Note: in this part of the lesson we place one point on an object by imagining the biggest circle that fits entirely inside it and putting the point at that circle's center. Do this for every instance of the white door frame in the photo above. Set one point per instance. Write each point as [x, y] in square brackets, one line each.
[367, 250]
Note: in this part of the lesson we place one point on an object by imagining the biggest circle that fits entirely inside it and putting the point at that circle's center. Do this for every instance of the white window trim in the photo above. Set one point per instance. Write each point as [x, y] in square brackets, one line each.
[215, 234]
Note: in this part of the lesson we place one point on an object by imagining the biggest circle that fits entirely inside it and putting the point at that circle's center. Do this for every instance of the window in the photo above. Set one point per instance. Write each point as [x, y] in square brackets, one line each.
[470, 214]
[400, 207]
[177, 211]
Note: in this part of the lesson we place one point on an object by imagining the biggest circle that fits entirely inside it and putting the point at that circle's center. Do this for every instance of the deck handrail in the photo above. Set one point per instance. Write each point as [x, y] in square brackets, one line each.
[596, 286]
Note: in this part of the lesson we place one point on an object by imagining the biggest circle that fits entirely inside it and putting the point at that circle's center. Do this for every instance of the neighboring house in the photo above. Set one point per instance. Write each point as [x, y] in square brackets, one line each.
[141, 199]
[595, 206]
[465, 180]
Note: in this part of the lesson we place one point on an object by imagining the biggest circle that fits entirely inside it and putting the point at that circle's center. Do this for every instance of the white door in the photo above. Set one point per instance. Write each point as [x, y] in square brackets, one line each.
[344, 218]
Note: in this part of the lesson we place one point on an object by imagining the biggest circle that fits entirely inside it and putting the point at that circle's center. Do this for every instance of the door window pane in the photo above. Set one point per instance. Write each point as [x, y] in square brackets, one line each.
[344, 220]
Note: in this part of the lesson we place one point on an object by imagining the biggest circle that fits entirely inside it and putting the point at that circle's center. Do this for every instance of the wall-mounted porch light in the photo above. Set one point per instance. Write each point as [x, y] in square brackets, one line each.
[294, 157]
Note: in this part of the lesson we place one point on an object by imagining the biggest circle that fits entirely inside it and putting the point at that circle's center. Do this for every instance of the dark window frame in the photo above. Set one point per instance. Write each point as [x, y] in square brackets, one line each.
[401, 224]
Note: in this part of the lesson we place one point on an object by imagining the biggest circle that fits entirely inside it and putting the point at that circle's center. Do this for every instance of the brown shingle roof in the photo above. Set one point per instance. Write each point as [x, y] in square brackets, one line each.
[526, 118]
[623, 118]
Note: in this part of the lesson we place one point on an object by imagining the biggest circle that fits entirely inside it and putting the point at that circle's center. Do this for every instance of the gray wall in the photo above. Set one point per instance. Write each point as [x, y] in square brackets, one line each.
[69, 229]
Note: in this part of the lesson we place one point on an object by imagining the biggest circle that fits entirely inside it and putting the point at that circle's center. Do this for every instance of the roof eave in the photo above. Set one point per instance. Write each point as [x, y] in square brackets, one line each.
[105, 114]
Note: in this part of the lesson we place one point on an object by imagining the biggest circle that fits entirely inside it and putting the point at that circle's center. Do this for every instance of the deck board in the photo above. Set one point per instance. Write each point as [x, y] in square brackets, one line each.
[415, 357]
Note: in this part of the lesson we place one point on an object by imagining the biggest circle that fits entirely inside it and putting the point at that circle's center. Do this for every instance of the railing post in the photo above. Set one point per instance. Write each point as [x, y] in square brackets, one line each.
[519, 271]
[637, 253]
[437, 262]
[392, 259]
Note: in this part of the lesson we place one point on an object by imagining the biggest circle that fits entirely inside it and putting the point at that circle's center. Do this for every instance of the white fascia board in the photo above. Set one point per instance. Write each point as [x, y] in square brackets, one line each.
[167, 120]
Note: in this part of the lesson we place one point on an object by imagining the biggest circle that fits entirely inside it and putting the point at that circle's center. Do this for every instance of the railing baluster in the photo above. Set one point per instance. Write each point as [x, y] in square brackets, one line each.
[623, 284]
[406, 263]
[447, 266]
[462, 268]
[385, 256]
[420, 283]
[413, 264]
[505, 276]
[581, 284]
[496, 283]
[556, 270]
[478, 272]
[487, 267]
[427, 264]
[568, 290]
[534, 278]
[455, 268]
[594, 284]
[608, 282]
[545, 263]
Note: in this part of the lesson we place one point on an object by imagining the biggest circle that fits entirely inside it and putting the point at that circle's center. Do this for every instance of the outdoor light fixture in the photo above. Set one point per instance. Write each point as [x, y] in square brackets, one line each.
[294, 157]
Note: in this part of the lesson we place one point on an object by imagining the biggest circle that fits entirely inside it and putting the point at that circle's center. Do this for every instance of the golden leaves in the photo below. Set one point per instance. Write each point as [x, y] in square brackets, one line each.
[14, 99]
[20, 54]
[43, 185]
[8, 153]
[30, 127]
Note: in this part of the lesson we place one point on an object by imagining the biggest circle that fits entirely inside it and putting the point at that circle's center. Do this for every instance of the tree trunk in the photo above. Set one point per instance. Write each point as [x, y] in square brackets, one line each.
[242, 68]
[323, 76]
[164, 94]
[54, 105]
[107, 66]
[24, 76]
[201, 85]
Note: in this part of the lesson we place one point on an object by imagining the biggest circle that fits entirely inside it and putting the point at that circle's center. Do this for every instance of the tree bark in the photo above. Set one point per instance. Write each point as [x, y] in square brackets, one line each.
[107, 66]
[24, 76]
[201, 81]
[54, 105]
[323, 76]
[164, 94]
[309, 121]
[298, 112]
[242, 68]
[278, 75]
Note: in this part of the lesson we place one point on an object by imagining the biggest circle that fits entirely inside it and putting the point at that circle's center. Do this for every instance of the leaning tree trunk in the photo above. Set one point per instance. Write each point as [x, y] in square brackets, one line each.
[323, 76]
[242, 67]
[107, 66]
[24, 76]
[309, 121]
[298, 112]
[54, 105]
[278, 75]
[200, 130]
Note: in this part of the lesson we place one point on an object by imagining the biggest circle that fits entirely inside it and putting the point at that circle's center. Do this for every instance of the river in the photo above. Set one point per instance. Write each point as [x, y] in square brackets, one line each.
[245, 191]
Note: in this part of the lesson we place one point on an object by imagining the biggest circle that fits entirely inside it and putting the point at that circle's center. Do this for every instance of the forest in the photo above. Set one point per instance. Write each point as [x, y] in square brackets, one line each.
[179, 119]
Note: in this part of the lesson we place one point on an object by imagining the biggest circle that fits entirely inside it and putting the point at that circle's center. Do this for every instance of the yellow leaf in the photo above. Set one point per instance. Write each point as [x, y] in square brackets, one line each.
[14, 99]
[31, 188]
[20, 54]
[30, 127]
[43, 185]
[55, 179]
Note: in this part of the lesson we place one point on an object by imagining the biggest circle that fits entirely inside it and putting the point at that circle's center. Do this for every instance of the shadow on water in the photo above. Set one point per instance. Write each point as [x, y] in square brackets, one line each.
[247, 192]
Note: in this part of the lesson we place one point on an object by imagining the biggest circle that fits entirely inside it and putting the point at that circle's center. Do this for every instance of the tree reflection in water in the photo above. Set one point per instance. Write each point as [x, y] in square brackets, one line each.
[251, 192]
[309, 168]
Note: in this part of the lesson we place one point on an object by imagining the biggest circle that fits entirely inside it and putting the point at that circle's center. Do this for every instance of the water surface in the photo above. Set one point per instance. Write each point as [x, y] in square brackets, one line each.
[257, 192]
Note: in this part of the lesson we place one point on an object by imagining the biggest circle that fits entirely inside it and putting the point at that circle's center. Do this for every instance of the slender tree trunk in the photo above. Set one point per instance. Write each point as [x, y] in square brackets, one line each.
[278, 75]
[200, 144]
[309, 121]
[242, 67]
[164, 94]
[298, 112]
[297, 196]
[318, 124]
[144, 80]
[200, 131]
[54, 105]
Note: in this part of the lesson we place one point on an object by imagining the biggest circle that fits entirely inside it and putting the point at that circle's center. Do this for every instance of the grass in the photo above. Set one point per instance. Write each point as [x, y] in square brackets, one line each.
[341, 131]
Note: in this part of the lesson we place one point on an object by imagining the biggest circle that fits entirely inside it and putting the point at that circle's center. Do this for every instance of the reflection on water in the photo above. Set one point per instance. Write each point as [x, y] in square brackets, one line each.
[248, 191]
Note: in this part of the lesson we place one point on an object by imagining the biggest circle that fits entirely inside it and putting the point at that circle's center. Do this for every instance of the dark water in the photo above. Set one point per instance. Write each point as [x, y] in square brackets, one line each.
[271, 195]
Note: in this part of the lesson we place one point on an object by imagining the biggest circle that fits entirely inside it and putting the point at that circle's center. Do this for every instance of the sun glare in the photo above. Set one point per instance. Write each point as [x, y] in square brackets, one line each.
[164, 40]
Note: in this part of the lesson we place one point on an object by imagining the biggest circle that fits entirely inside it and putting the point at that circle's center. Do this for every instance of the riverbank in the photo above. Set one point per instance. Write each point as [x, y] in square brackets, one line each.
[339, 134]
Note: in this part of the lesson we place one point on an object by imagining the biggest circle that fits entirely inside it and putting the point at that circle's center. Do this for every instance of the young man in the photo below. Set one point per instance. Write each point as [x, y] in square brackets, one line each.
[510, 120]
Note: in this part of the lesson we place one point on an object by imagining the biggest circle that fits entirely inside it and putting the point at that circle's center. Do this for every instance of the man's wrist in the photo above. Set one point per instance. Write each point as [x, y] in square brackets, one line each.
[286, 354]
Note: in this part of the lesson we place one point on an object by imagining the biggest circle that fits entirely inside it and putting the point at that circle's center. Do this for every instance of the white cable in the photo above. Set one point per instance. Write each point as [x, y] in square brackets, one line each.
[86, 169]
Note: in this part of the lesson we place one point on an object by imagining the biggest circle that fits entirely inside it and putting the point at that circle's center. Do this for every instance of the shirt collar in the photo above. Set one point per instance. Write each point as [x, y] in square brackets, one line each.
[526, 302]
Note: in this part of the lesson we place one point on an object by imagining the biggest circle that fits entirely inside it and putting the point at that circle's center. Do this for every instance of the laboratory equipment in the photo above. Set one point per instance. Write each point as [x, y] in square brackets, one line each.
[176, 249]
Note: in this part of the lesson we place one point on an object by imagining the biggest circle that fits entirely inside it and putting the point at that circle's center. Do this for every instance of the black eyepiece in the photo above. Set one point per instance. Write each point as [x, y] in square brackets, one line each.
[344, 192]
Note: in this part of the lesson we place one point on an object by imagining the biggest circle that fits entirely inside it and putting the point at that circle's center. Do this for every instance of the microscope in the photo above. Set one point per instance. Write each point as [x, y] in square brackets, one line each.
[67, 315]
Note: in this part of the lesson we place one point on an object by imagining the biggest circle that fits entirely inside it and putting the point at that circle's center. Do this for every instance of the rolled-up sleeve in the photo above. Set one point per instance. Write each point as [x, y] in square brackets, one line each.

▬▬▬

The request: Print the lines from the one containing "of the shirt" through the final line of the rows above, inclusive, with no changes.

Task output:
Note: in this part of the lesson we place one point on an object by imagining the biggest circle that fits entirely inside it and putting the point at that circle's center. Do this for every instance of the shirt collar in the photo above. Set one point per instance. Write each point as [x, y] in square brackets, one line each.
[526, 302]
Note: in this part of the lesson we place one point on an object by imagining the biggest circle that fits entirely inside it and putting the point at that circle's center. Do this for every instance of the laboratory equipment in the photo above. Set one point per instance. Write each point as [x, y] in square brackets, one line each.
[176, 249]
Note: in this part of the lesson we place one point on an object by imagining the biggest circle that fits entirely inside it and putting the point at that circle's center. Do this for every instance of the black eyepiece in the photo above. Set one point per instance. Write each point as [x, y] in square brackets, one line each.
[344, 192]
Note: in this part of the lesson we place one point on an object by imagining the biggest circle that fits entirely inside it and putting the point at that circle's center. Do this for every instance of the microscope in the photo above. Set one point per instance. Write each point as [x, y] in square brackets, one line each.
[67, 315]
Note: in this part of the lesson we place one point on an object by imagining the biggest circle that fits entirely inside it and putting the point at that circle's center. Do this for every instance of the rolled-up sleeve in the photo above. Set one point per instance. Write each point as [x, y] in square brackets, one line each.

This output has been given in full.